Labeled shape records
╭──
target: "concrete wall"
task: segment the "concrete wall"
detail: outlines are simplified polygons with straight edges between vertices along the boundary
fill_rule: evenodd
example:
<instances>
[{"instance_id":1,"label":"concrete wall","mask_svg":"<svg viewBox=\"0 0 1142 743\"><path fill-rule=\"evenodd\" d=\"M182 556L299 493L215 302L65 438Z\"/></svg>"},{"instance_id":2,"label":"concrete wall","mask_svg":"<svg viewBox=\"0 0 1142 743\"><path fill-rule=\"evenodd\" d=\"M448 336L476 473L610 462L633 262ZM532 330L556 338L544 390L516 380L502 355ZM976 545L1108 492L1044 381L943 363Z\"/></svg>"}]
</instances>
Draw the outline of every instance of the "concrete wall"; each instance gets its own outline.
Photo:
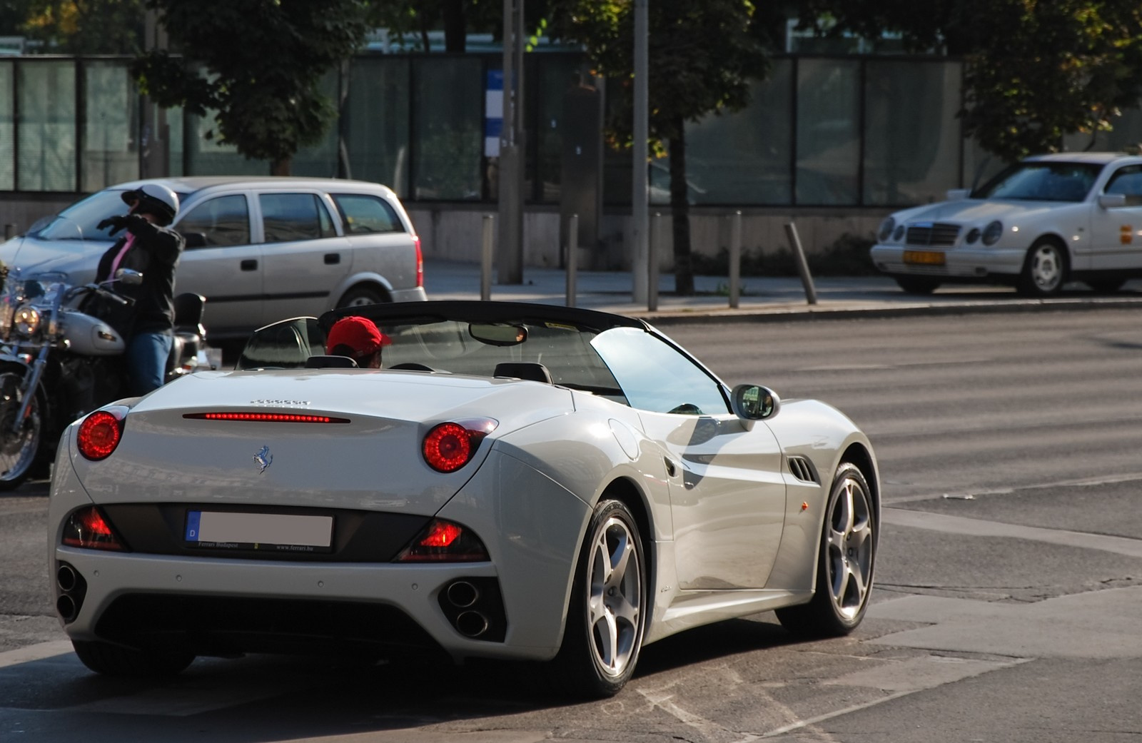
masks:
<instances>
[{"instance_id":1,"label":"concrete wall","mask_svg":"<svg viewBox=\"0 0 1142 743\"><path fill-rule=\"evenodd\" d=\"M0 224L15 225L17 234L40 217L50 216L74 202L75 196L9 194L0 202ZM409 216L420 234L425 258L477 263L483 241L484 215L496 216L496 204L408 204ZM845 234L870 236L887 215L883 209L742 209L742 251L773 253L788 249L785 224L794 221L809 253L822 251ZM659 245L662 270L674 265L674 241L669 212L662 209ZM733 209L692 208L691 244L697 253L716 256L730 245ZM652 217L652 223L653 223ZM523 224L523 265L558 267L558 207L532 207ZM651 234L656 231L652 227ZM630 216L608 211L600 224L598 245L579 251L584 269L629 269L632 263Z\"/></svg>"}]
</instances>

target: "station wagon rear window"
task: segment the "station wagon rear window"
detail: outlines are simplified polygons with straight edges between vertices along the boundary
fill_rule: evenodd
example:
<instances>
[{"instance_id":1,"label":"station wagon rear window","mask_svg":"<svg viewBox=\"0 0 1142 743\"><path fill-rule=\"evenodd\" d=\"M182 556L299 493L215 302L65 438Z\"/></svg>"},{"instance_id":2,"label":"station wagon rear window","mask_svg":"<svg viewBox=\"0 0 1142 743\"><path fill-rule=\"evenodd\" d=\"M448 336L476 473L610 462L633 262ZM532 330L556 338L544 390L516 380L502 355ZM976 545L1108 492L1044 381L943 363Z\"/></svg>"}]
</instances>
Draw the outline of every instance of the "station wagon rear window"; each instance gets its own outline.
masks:
<instances>
[{"instance_id":1,"label":"station wagon rear window","mask_svg":"<svg viewBox=\"0 0 1142 743\"><path fill-rule=\"evenodd\" d=\"M331 194L348 235L404 232L404 225L387 201L368 194Z\"/></svg>"}]
</instances>

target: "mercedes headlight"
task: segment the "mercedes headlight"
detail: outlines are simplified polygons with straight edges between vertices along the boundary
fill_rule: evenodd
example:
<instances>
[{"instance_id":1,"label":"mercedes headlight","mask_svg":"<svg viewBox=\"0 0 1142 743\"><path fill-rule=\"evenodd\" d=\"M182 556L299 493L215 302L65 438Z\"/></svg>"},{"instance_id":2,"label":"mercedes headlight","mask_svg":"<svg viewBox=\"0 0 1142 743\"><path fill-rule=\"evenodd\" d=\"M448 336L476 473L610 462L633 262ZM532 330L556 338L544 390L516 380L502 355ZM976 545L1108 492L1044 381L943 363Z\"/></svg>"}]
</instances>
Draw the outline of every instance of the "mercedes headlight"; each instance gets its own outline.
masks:
<instances>
[{"instance_id":1,"label":"mercedes headlight","mask_svg":"<svg viewBox=\"0 0 1142 743\"><path fill-rule=\"evenodd\" d=\"M892 217L886 217L884 221L880 223L879 237L880 242L884 242L892 236L892 231L896 226L896 220Z\"/></svg>"},{"instance_id":2,"label":"mercedes headlight","mask_svg":"<svg viewBox=\"0 0 1142 743\"><path fill-rule=\"evenodd\" d=\"M21 336L34 336L35 331L40 329L40 310L31 305L22 306L16 310L13 324Z\"/></svg>"},{"instance_id":3,"label":"mercedes headlight","mask_svg":"<svg viewBox=\"0 0 1142 743\"><path fill-rule=\"evenodd\" d=\"M995 221L988 224L983 228L983 244L994 245L999 242L999 237L1003 235L1003 223L996 219Z\"/></svg>"}]
</instances>

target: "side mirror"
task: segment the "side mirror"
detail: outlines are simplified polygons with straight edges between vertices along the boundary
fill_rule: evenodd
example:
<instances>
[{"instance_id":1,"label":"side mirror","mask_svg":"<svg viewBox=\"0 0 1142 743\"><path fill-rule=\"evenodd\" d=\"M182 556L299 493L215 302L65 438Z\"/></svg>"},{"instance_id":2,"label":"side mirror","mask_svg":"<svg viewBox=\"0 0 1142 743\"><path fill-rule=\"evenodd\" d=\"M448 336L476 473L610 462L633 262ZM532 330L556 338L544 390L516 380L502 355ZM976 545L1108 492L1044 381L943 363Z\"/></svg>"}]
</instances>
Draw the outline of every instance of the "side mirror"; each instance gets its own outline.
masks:
<instances>
[{"instance_id":1,"label":"side mirror","mask_svg":"<svg viewBox=\"0 0 1142 743\"><path fill-rule=\"evenodd\" d=\"M186 248L206 248L207 236L201 232L186 232L183 233L183 241Z\"/></svg>"},{"instance_id":2,"label":"side mirror","mask_svg":"<svg viewBox=\"0 0 1142 743\"><path fill-rule=\"evenodd\" d=\"M1126 205L1126 194L1099 194L1099 205L1103 209L1118 209Z\"/></svg>"},{"instance_id":3,"label":"side mirror","mask_svg":"<svg viewBox=\"0 0 1142 743\"><path fill-rule=\"evenodd\" d=\"M115 281L121 281L128 286L138 286L143 283L143 274L132 268L120 268L115 272Z\"/></svg>"},{"instance_id":4,"label":"side mirror","mask_svg":"<svg viewBox=\"0 0 1142 743\"><path fill-rule=\"evenodd\" d=\"M769 387L738 385L730 393L730 405L734 415L741 419L748 430L753 428L755 420L766 420L777 415L781 410L781 398Z\"/></svg>"}]
</instances>

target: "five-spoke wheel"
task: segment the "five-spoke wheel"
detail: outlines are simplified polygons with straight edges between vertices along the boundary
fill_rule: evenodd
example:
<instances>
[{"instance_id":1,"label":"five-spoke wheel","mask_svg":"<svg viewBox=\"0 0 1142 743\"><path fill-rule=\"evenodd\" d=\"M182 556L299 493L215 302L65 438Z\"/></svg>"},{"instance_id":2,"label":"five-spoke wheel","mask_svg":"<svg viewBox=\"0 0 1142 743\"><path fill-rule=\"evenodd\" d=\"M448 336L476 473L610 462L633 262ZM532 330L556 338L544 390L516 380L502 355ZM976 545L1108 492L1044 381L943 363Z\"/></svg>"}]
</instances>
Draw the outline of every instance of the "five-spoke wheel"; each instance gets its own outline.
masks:
<instances>
[{"instance_id":1,"label":"five-spoke wheel","mask_svg":"<svg viewBox=\"0 0 1142 743\"><path fill-rule=\"evenodd\" d=\"M807 604L777 611L781 624L801 635L845 635L860 624L872 590L876 555L872 492L860 469L837 468L825 510L817 590Z\"/></svg>"},{"instance_id":2,"label":"five-spoke wheel","mask_svg":"<svg viewBox=\"0 0 1142 743\"><path fill-rule=\"evenodd\" d=\"M1051 239L1043 239L1031 245L1019 276L1019 290L1030 297L1057 294L1067 278L1067 257L1063 248Z\"/></svg>"},{"instance_id":3,"label":"five-spoke wheel","mask_svg":"<svg viewBox=\"0 0 1142 743\"><path fill-rule=\"evenodd\" d=\"M553 679L576 696L611 696L642 648L646 562L638 525L620 501L595 507L579 555Z\"/></svg>"}]
</instances>

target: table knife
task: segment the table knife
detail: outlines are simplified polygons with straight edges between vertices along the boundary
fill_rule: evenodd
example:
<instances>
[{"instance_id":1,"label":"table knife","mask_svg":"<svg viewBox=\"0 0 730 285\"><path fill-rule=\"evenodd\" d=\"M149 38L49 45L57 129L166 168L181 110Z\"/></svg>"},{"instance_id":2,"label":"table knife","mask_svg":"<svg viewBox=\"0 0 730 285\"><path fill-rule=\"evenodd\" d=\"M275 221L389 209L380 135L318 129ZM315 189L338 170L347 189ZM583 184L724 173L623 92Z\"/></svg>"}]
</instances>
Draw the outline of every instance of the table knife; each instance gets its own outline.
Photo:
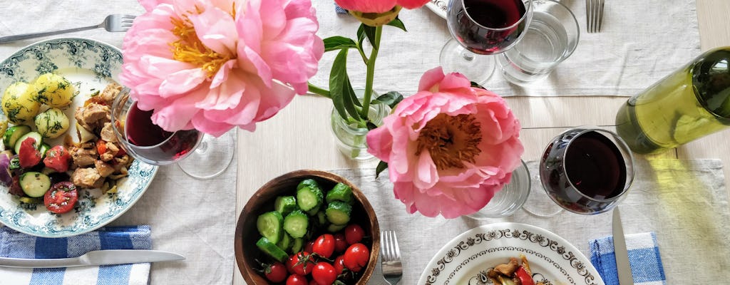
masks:
<instances>
[{"instance_id":1,"label":"table knife","mask_svg":"<svg viewBox=\"0 0 730 285\"><path fill-rule=\"evenodd\" d=\"M623 226L621 225L621 214L618 207L613 209L613 251L616 256L616 270L618 271L620 285L634 285L631 267L629 262L629 251L623 236Z\"/></svg>"},{"instance_id":2,"label":"table knife","mask_svg":"<svg viewBox=\"0 0 730 285\"><path fill-rule=\"evenodd\" d=\"M107 249L91 251L80 257L70 258L34 259L0 257L0 267L53 268L146 263L184 259L185 257L182 255L158 250Z\"/></svg>"}]
</instances>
╰──
▶ **WORK TO DO**
Find every line in the records above that contains the string "target", and copy each of those lines.

▶ **WORKED SOLUTION**
target: "concrete wall"
target: "station wagon rear window"
target: "mercedes headlight"
target: "side mirror"
target: "five-spoke wheel"
target: table knife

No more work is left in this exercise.